● **Required work**
Return every line of the data below, exactly.

● **Given information**
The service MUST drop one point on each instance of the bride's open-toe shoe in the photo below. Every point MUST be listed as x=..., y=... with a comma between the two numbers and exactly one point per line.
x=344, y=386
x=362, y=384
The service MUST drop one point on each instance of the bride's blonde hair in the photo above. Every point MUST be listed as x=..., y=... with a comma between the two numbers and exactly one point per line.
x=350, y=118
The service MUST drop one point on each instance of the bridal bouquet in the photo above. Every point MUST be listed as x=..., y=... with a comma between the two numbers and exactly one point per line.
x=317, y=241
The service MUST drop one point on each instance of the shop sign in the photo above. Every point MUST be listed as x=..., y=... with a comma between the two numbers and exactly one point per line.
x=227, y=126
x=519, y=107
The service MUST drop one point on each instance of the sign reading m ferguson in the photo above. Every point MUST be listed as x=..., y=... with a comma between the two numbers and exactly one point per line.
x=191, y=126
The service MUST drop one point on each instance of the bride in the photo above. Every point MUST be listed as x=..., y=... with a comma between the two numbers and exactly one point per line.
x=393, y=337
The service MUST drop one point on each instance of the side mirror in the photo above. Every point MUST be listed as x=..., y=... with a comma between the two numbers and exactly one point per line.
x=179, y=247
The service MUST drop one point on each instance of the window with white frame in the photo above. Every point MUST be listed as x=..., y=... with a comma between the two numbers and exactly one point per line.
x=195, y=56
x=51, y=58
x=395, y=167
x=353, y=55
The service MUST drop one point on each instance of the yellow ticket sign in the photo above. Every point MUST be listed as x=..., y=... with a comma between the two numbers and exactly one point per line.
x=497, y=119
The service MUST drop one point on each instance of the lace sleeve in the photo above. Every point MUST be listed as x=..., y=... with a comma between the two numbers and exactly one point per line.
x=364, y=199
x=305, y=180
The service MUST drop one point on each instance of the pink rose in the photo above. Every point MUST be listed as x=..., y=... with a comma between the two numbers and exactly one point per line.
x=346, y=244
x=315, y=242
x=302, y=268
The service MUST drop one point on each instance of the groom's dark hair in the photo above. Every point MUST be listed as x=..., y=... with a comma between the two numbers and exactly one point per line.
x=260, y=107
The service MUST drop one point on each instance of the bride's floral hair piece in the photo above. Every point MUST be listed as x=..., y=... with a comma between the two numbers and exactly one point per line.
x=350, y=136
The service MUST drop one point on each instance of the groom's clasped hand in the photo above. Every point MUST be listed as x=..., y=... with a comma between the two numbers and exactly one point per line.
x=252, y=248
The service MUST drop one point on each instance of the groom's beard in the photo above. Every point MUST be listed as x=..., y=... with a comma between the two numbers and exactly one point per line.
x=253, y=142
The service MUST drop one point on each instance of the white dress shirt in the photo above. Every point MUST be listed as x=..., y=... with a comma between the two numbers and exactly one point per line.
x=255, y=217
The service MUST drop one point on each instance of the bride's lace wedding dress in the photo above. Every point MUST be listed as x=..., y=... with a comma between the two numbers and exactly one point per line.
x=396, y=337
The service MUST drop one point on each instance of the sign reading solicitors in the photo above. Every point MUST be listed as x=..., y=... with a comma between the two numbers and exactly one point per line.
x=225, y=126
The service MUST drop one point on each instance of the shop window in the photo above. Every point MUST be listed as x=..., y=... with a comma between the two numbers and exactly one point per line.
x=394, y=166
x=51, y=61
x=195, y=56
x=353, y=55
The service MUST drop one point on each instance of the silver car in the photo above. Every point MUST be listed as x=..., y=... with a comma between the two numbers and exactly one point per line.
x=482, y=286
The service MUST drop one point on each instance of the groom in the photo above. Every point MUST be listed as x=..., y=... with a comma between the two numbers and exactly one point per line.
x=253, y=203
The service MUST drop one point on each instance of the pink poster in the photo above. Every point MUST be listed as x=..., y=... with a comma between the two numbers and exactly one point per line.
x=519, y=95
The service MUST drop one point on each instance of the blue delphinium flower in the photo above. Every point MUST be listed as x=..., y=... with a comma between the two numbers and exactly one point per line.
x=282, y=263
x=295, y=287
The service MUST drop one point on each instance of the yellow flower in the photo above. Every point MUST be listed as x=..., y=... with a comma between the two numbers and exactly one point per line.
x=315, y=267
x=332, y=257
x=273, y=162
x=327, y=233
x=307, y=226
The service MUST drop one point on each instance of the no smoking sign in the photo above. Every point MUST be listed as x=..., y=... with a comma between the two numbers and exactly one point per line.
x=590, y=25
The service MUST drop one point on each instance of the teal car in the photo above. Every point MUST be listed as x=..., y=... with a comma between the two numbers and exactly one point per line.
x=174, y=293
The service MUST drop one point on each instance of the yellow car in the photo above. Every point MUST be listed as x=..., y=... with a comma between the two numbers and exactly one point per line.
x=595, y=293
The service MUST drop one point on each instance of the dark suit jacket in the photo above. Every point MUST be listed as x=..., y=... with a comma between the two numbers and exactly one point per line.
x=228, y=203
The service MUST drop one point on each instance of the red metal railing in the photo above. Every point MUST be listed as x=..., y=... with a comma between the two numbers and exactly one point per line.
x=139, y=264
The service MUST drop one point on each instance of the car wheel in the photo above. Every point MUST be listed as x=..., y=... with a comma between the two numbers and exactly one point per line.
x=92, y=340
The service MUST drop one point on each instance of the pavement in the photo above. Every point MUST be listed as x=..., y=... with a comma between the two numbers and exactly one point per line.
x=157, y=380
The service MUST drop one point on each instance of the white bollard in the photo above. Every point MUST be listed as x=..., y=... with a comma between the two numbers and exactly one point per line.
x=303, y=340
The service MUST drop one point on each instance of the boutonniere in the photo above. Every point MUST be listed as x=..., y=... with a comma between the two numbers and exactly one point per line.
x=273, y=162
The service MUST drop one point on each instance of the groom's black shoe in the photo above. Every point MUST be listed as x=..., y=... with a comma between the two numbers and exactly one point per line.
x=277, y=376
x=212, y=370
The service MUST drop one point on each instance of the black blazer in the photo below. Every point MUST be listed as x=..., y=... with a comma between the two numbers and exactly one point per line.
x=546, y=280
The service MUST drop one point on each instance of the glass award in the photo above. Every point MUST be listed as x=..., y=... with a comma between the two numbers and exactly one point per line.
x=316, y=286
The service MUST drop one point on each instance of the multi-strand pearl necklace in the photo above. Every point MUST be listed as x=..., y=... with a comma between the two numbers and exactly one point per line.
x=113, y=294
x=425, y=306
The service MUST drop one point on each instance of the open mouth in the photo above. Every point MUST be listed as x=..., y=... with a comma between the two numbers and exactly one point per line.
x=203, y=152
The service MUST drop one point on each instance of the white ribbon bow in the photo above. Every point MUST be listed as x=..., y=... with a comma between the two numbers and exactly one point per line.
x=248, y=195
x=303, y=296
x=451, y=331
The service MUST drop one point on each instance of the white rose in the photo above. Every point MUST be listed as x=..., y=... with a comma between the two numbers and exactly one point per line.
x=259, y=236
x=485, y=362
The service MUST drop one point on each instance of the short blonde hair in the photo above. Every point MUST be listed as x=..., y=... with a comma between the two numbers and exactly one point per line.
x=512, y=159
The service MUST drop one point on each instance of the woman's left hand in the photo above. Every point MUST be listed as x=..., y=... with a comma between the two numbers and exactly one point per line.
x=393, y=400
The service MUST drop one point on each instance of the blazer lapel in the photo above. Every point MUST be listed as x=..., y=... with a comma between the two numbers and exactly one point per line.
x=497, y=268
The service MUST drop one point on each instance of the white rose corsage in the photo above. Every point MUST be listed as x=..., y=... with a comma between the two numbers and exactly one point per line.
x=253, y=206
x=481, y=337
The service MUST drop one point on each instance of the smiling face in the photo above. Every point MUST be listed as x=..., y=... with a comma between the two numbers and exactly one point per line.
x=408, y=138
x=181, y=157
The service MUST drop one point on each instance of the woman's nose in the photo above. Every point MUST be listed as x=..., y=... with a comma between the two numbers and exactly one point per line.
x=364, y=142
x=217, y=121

● **Answer to the exercise**
The service MUST drop one point on each instance of the bride's open-toe shoe in the photo below. Every point MUST be listed as x=..., y=... with a comma between the two numbers and exactly one point per line.
x=344, y=386
x=362, y=384
The service MUST drop one point on each instance of the bride's blonde hair in the photo above. Every point MUST be listed as x=..., y=... with a comma between the two numbers and exactly one point per line.
x=350, y=118
The service MUST drop one point on each instance of the bridal bouquet in the photo above. Every point MUST be listed as x=..., y=... with a comma between the two numbers and exactly one point per line.
x=317, y=241
The service MUST drop one point on each instance of the shop sign in the photo above. Every point MUST be listed as x=..., y=... with a comma between the two numbers and exactly one point per line.
x=227, y=126
x=519, y=107
The service MUST drop one point on each instance of the sign reading m ferguson in the photo above. Every point MUST be listed as x=..., y=... with a comma between the two numbers and exactly one point per line.
x=191, y=126
The service MUST drop one point on each instance of the bride in the photo above. Every point MUST be listed as x=..., y=... with a comma between the two numbers and exactly one point per line.
x=393, y=337
The service MUST drop one point on each instance of the side mirror in the photo above. Every point MUST be listed as x=..., y=... with a comma between the two numbers and exactly one point per line.
x=179, y=247
The service MUST drop one point on each instance of the window with white frame in the photo above. Every point MUST be listed as x=..., y=... with a comma between the two numbers and exactly one point per line.
x=195, y=56
x=51, y=58
x=395, y=167
x=353, y=55
The service MUST drop one point on each instance of the yellow ticket sign in the photo above. Every point MUST be listed as x=..., y=... with a comma between the two numbers and exactly one point per line.
x=497, y=119
The service MUST drop one point on each instance of the lace sleeve in the photo above. Every point MUST be listed as x=..., y=... with a comma between the two numbers and exactly one point per line.
x=364, y=199
x=305, y=180
The service MUST drop one point on each instance of the pink rose in the photo above. Every point MUST be listed as x=..., y=... with a comma between the two numbers and exactly one point per line.
x=346, y=244
x=315, y=242
x=302, y=268
The service MUST drop one point on each instance of the groom's dark hair in the photo above. Every point MUST be listed as x=..., y=... with a comma between the two numbers and exactly one point per line.
x=260, y=107
The service MUST drop one point on each instance of the bride's floral hair piece in the photo above. Every point MUST be listed as x=..., y=... with a comma between the two numbers and exactly one point per line.
x=350, y=136
The service MUST drop one point on each instance of the groom's clasped hand in the photo above. Every point MUST be listed as x=..., y=... with a comma between the two numbers and exactly one point per line.
x=252, y=248
The service MUST drop one point on each instance of the groom's beard in the photo above. Every point MUST be listed as x=..., y=... with a comma between the two numbers and exactly one point per line.
x=253, y=142
The service MUST drop one point on each instance of the white dress shirt in the photo above. Every point MUST be listed as x=..., y=... with a comma between the two numbers and exactly one point per line.
x=255, y=217
The service MUST drop one point on each instance of the bride's lace wedding dress in the photo above. Every point MUST be listed as x=..., y=... with a comma between the two numbers and exactly one point per line.
x=396, y=337
The service MUST drop one point on each instance of the sign reading solicitors in the photo above. Every point MUST be listed as x=..., y=... with a comma between the two numbers and exactly one point per line.
x=225, y=126
The service MUST drop one point on each instance of the shop window in the photo above. Every point MUST be listed as x=..., y=... with a comma between the two numbers and exactly one point per line.
x=394, y=166
x=51, y=61
x=195, y=56
x=353, y=55
The service MUST drop one point on each instance of the silver car in the photo above. Every point MUST be listed as x=..., y=... with a comma between the two numbers and exactly one point per line.
x=482, y=286
The service MUST drop one point on each instance of the groom in the photo above. Every point MUST be listed as x=..., y=... with a comma between the two numbers and exactly one point per line.
x=253, y=203
The service MUST drop one point on each instance of the pink poster in the photo above. Every point MUST be listed as x=..., y=... with a comma between the two numbers and exactly one point per line.
x=519, y=95
The service MUST drop one point on each instance of the blue delphinium flower in the photo above. Every point MUST be listed as x=..., y=... with a comma between the two numbers and exactly one point per line.
x=282, y=263
x=295, y=287
The service MUST drop one point on each instance of the yellow flower in the photo above. Every point MUST be listed as x=..., y=... with a comma between the two numbers and exactly one point per line.
x=315, y=267
x=332, y=257
x=273, y=162
x=327, y=233
x=307, y=226
The service MUST drop one point on each instance of the no smoking sign in the photo above. Every point MUST be listed as x=..., y=... with a comma between the two numbers and exactly one point per line.
x=590, y=25
The service MUST drop one point on each instance of the teal car in the photo above. Every point MUST be listed as x=..., y=... with a comma between the two numbers and exactly one point per line.
x=174, y=293
The service MUST drop one point on each instance of the yellow car in the photo above. Every point MUST be listed as x=..., y=... with a comma between the two numbers and exactly one point per line.
x=595, y=293
The service MUST drop one point on each instance of the dark suit jacket in the photo above. Every point MUST be listed as x=..., y=... with a comma between the two numbers and exactly one point per line.
x=228, y=203
The service MUST drop one point on each instance of the red metal railing in the photo above. Every point MUST be listed as x=..., y=... with a comma between the two numbers and exactly one point per line.
x=139, y=264
The service MUST drop one point on each instance of the car wheel in the photo above. Every point MUST be listed as x=..., y=... with a comma between the two numbers and exactly one point per line.
x=92, y=340
The service MUST drop one point on each instance of the pavement in the photo above. Every point MUST be listed as x=..., y=... with a comma between the two numbers and exactly one point per line.
x=157, y=380
The service MUST drop one point on each instance of the white bollard in the photo above. Every point MUST be listed as x=..., y=... with a comma between the two numbers and exactly one point per line.
x=303, y=340
The service MUST drop one point on each instance of the boutonniere in the photo above. Every point MUST be listed as x=..., y=... with a comma between the two numbers and exactly one point per line.
x=273, y=162
The service MUST drop one point on each instance of the groom's black shoe in the photo above. Every point MUST be listed as x=..., y=... with a comma between the two numbers and exactly one point per line.
x=277, y=376
x=212, y=370
The service MUST drop one point on each instance of the black blazer in the photo below. Every point MUST be listed as x=..., y=... with a comma between the two numbers and exactly one point per line.
x=546, y=280
The service MUST drop one point on each instance of the glass award in the photo above. Every point MUST be listed as x=..., y=... with a comma between the two numbers and exactly one point per line.
x=316, y=286
The service MUST drop one point on each instance of the multi-strand pearl necklace in the photo above. Every point MUST be listed as x=..., y=... with a comma between the two numbers and exactly one point per line.
x=113, y=294
x=425, y=306
The service MUST drop one point on each instance of the open mouth in the photo above. Every point MUST be listed as x=..., y=... with a comma between the two numbers and exactly one point per line.
x=203, y=152
The service MUST drop one point on each instance of the white ribbon bow in the photo above. Every point MUST be listed as x=..., y=... with a comma between the two numbers and exactly one point per line.
x=248, y=195
x=303, y=296
x=451, y=331
The service MUST drop one point on each instance of the white rose in the photo above. Every point MUST be listed as x=..., y=... with a comma between the two numbers and exactly one point per line.
x=259, y=236
x=485, y=362
The service MUST drop one point on each instance of the short blonde hair in the photo above. Every point MUST be listed as x=..., y=... with a comma between the two numbers and exactly one point per line.
x=512, y=159
The service MUST drop one point on each instance of the woman's left hand in the photo above. Every point MUST be listed as x=..., y=... with a comma between the two numbers and exactly one point per line.
x=393, y=400
The service MUST drop one point on each instance of the blazer lapel in the photo above. Every point MUST be listed as x=..., y=... with a comma between the two numbers and exactly one point per line.
x=497, y=268
The service MUST drop one point on each instance of the white rose corsage in the photo above. Every point MUST be listed as x=..., y=... with a comma between the two numbers and exactly one point per line.
x=253, y=206
x=481, y=337
The service MUST drop one point on each instance of the smiling face in the photo above. Every point MUST be listed as x=..., y=... with a comma between the two numbers and exactly one point per line.
x=408, y=138
x=181, y=157
The service MUST drop one point on each instance of the woman's nose in the photo above. Every point MUST be listed as x=..., y=... with a comma between the two numbers and exactly one point per line.
x=364, y=142
x=217, y=121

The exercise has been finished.